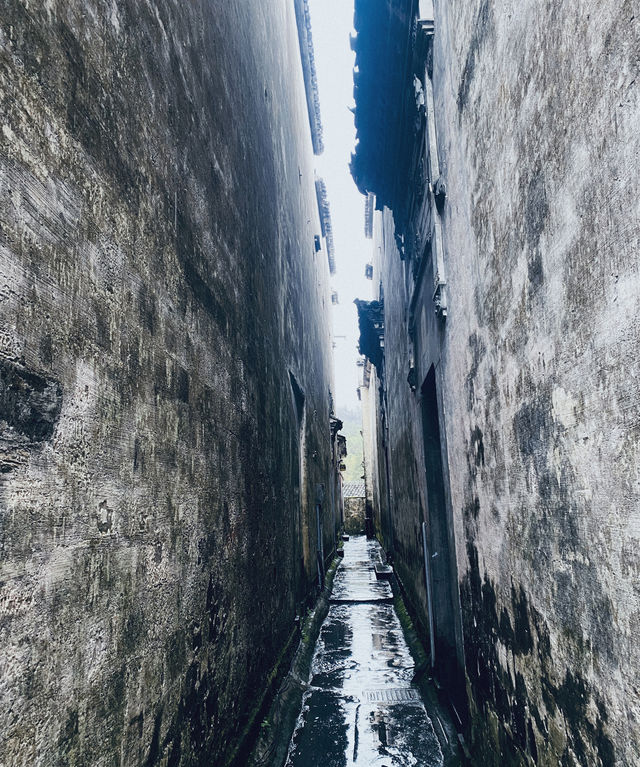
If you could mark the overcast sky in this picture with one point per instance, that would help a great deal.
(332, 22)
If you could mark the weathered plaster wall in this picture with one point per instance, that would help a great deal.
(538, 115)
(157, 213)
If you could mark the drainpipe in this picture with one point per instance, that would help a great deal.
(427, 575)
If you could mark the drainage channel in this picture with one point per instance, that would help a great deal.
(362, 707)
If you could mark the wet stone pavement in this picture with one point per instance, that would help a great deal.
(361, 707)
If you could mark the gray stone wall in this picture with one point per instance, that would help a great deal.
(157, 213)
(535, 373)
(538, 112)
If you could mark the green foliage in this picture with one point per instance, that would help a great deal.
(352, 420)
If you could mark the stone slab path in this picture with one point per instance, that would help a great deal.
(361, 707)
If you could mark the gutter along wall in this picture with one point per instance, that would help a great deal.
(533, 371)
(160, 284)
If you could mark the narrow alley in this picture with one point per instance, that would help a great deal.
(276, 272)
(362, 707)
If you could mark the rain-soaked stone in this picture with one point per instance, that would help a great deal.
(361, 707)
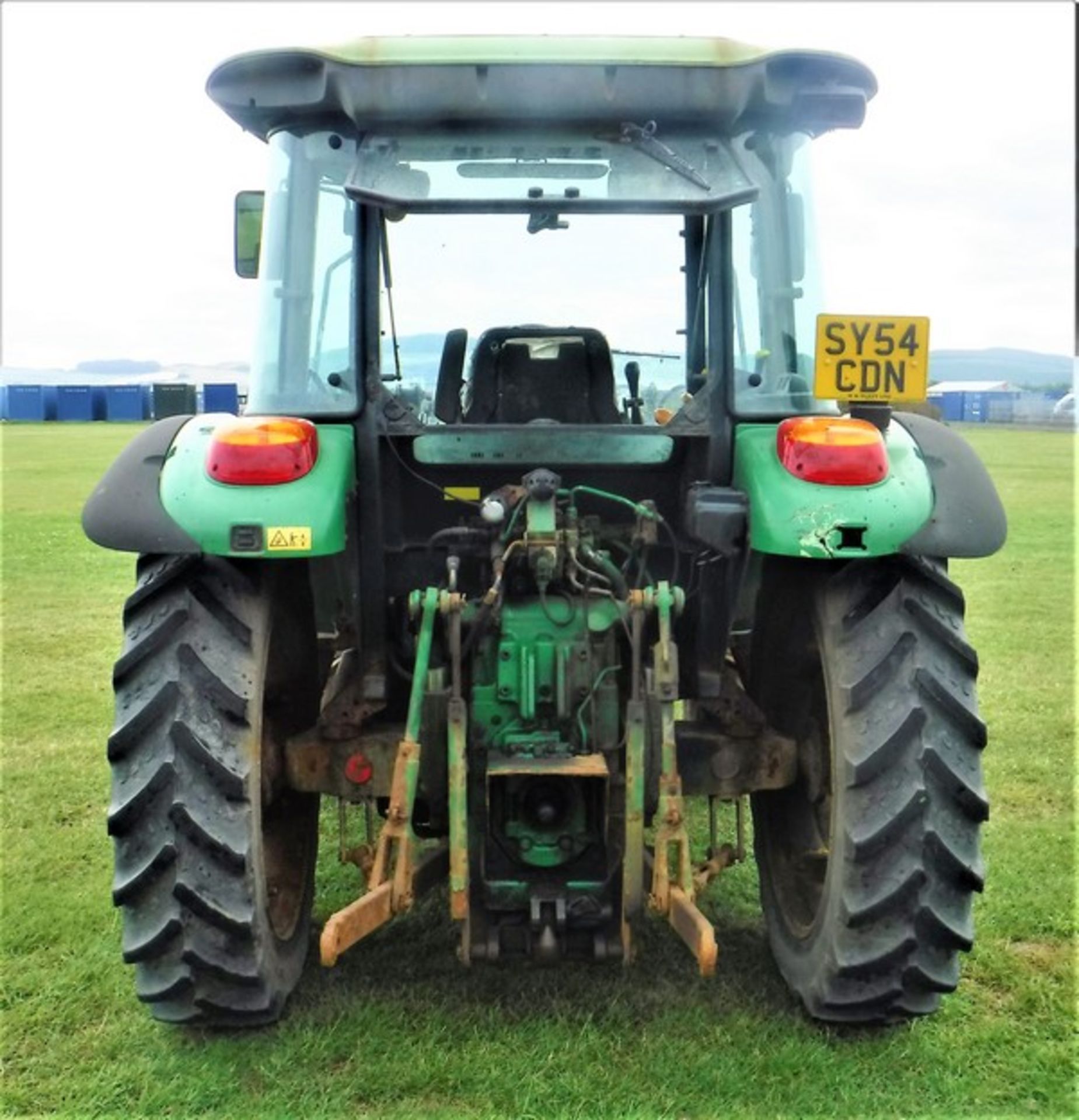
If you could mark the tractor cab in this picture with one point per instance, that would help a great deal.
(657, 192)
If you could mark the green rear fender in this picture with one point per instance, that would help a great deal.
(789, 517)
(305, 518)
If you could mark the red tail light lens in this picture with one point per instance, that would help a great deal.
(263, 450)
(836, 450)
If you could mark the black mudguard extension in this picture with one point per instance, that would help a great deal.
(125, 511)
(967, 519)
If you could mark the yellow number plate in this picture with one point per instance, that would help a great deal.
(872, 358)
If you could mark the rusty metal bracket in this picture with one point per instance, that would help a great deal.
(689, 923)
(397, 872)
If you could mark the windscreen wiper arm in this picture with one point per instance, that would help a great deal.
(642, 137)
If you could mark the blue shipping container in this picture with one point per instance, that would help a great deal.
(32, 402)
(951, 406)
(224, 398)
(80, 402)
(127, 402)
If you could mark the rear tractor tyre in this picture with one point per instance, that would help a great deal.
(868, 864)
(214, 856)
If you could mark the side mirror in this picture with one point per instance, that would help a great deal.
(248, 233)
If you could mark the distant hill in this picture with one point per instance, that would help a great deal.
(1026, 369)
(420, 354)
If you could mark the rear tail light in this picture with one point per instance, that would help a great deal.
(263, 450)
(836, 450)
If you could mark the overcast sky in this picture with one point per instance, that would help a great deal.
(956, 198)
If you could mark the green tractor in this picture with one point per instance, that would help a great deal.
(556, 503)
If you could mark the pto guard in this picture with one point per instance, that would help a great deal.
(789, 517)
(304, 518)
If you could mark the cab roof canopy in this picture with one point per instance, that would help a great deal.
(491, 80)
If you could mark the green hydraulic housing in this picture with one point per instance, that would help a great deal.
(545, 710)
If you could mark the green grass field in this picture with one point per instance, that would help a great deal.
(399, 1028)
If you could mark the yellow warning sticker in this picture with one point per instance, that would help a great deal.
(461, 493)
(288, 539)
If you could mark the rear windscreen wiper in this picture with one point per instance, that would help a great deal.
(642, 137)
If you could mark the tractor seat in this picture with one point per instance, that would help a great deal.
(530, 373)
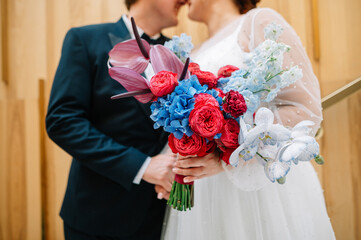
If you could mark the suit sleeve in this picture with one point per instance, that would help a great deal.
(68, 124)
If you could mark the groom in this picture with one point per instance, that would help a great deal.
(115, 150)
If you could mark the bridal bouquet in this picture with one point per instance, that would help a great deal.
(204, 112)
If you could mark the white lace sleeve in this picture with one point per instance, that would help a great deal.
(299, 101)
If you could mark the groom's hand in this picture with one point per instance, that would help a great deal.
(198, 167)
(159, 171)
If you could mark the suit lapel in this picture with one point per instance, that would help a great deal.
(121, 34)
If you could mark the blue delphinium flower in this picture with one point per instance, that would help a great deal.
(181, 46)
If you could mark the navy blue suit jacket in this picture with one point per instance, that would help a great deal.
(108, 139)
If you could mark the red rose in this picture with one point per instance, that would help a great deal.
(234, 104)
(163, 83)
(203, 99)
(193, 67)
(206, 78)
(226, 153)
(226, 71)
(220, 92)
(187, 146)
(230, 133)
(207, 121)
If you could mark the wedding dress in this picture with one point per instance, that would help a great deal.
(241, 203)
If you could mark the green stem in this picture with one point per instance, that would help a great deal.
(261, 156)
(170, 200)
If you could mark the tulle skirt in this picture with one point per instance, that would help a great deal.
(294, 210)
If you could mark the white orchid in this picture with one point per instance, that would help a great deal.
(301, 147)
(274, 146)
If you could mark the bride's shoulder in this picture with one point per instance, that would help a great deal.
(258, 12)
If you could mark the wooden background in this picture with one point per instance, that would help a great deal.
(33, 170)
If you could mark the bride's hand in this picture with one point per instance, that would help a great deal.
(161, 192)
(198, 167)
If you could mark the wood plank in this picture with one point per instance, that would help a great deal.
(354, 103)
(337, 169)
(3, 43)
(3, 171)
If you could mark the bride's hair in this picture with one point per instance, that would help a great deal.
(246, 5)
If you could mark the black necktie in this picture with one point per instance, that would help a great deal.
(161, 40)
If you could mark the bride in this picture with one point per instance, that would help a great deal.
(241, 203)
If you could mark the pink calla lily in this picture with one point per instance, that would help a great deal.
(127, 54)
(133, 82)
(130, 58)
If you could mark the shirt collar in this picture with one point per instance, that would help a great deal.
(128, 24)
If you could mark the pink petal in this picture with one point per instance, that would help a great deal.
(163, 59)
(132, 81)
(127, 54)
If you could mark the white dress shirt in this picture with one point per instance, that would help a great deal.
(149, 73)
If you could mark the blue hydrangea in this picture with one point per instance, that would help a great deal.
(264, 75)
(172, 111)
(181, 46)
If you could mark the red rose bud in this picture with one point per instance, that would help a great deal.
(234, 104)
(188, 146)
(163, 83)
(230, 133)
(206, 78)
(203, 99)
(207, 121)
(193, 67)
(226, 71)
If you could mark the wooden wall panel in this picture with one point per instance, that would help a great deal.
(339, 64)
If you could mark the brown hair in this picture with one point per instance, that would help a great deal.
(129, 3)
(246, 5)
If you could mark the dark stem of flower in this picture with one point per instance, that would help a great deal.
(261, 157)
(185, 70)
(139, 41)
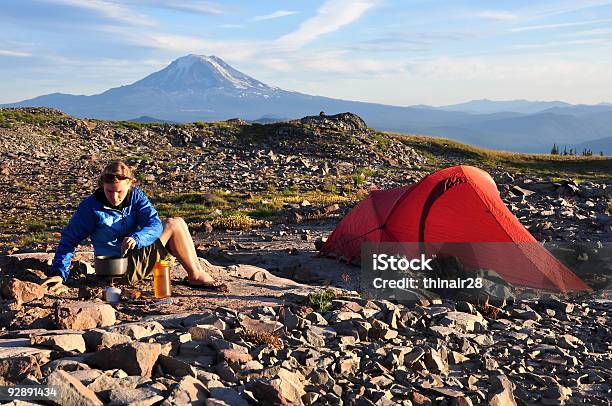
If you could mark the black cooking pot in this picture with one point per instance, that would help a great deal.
::::
Work to complete: Everything in the records must be returned exactly, except the pictures.

Result:
If you could mark the overcast sky in this picture with one point per instance, that would help a great deal.
(332, 22)
If you could mark the weathered plaster wall in this picture with one point per instance, that would help a great deal.
(538, 115)
(157, 213)
If you could mark the drainpipe in this picture with one point per instance, that would help a great deal.
(427, 575)
If you could mark the drainage channel in this picture with one point per instance, that would help a great deal.
(362, 707)
If you could mark the wet stone pavement in this picture with one point per instance, that would help a great deal.
(361, 707)
If you could mark the gray stone wall in this picture with one point per instance, that would help a great deal.
(157, 213)
(535, 373)
(538, 112)
If you could mark the green foliage in this picture with one point per instance, that would help a great deal.
(352, 420)
If you could mark the stone slab path in this picture with one point per instance, that would help a great deal.
(361, 707)
If you could mark the gutter along wall in this picture with one point per instance, that would help a great deal.
(533, 371)
(160, 284)
If you could mark the narrow alley in this picture with one point per instance, that would help a great deal.
(276, 272)
(362, 707)
If you could mark the rain-soaked stone in this picture with one point per instance, that would help a great deal.
(361, 707)
If you could mark the tractor cab in this picture with one point per instance, that would help a great deal.
(657, 192)
If you could mark the green rear fender in this picture with one point per instance, that would help a great deal.
(789, 517)
(305, 518)
If you could mark the red tail light lens in this picture with one point per instance, that would help a great deal.
(263, 450)
(836, 450)
If you could mark the black mudguard extension in this picture with one point per instance, that would help a great deal.
(125, 511)
(967, 519)
If you could mark the yellow number plate in this picture with one point per instance, that would help a great deal.
(872, 358)
If you could mark the rusty metal bracket in this picture with one point per instance, that would help a great deal.
(689, 923)
(397, 872)
If you could mark the windscreen wiper arm in this picture with one point per instance, that would help a great deal.
(642, 137)
If you could mark the blue shipping container in this picture with one point per instance, that would help a great deal.
(32, 402)
(951, 406)
(224, 398)
(80, 402)
(127, 402)
If you could mark the rear tractor tyre in this picture with one point per instance, that would help a great deal.
(868, 864)
(214, 856)
If you could mark the side mirror in this picture with one point per instance, that would help a great deal.
(248, 233)
If you could mark the distant hill in this picture with one point per instance, that would help a great deal.
(1026, 369)
(420, 354)
If you could mark the rear tail light in this picture with one point per instance, that would help a great deal.
(263, 450)
(836, 450)
If you could mark the overcast sky in this picture with one point per instance, that would help a great deal.
(956, 198)
If you could mark the green tractor in this picture with one point per instance, that would help a great deal.
(556, 503)
If you could mark the pto guard in this picture with one point per instance, that would help a great deal.
(789, 517)
(304, 518)
If you could mark the cab roof canopy in this picture with one point per instance, that would help a great deal.
(491, 80)
If you could mark the green hydraulic housing in this picture with one point per instance, that would help a great deal.
(545, 710)
If you could mark the green grass field in this picture with one point per instance, that would help a great deal.
(399, 1028)
If you could mark the yellow warning sticker in this picture with one point per instance, that would help a great deal.
(461, 493)
(288, 539)
If you could mark the rear windscreen wiper in this picture with one point per instance, that would help a great deal.
(642, 137)
If you could mark the tractor seat in this picture with one point per instance, that would help a great deal.
(530, 373)
If you could mark the suit sleeve in this picture with one point per instance, that would help a great deal.
(68, 124)
If you could mark the groom in this picture with one point per instance, that would help a great deal.
(115, 150)
If you could mark the bridal bouquet in this picture with one point per instance, that would help a great deal.
(204, 112)
If you could mark the white lace sleeve in this picture with one point per instance, that would help a great deal.
(299, 101)
If you could mark the groom's hand in this picture with one point per instance, that would help a great deal.
(198, 167)
(159, 171)
If you could mark the suit lapel in this picture with one point per instance, that would help a great deal.
(121, 34)
If you could mark the blue delphinium flower in this picture with one point per instance, that would help a great deal.
(181, 46)
If you could mark the navy blue suit jacket in this picture with one point per instance, that would help a great deal.
(108, 139)
If you could mark the red rose in this picture with one point per instance, that would help a great deal.
(234, 104)
(163, 83)
(203, 99)
(193, 67)
(206, 78)
(226, 153)
(226, 71)
(220, 92)
(187, 146)
(230, 133)
(207, 121)
If you could mark the wedding dress in this picture with one point per instance, that would help a great deal.
(241, 203)
If you could mark the green stem in this picture with one point per instance, that would help a great deal.
(261, 156)
(170, 200)
If you could mark the tulle skirt in this picture with one point per instance, that would help a great deal.
(294, 210)
If you could mark the white orchid in this picture with one point per instance, that would help a great deal.
(301, 147)
(274, 146)
If you could mark the bride's shoulder in this picture with one point per instance, that would help a great deal.
(258, 12)
If you could mark the wooden background in this picture with one point per instance, that would help a great deal.
(33, 170)
If you could mark the bride's hand in this picture with one point per instance, that would help a great deal.
(161, 192)
(198, 167)
If you could mark the wood plank in this picture with one point per instance, that would help a great deal.
(354, 103)
(337, 169)
(3, 43)
(3, 171)
If you could mark the bride's hair in this picture with one point per instance, that would help a great deal.
(246, 5)
If you could mark the black necktie in this picture with one point per instance, that would help a great deal.
(161, 40)
If you could mark the bride in this picture with one point per instance, that would help a great deal.
(241, 203)
If you could mark the pink calla lily in this picture with one point per instance, that would help a great deal.
(127, 54)
(133, 82)
(130, 58)
If you could mark the shirt collar in this picture with one point per instance, that would help a great deal.
(128, 24)
If you could mark the pink petal in this picture with one point per instance, that would help a great deal.
(163, 59)
(132, 81)
(127, 54)
If you could mark the white dress shirt in this picture with one point per instance, that would help a great deal.
(149, 73)
If you could mark the blue hydrangea in this picture with one point per instance, that would help a great deal.
(264, 75)
(172, 111)
(181, 46)
If you could mark the red rose bud in this picture with one point per instance, that would help a great deal.
(234, 104)
(188, 146)
(163, 83)
(230, 133)
(206, 78)
(203, 99)
(207, 121)
(193, 67)
(226, 71)
If you could mark the wooden wall panel in this picture with one point per instance, that would help a great deal.
(339, 64)
If you could mark the brown hair in this picture with one point per instance, that would help a great deal.
(129, 3)
(246, 5)
If you could mark the dark stem of flower in this picture with one point per instance, that would help a great deal.
(261, 157)
(185, 70)
(139, 41)
If you could mark the black cooking pot in this picture with one point per instance, that would help a great deal.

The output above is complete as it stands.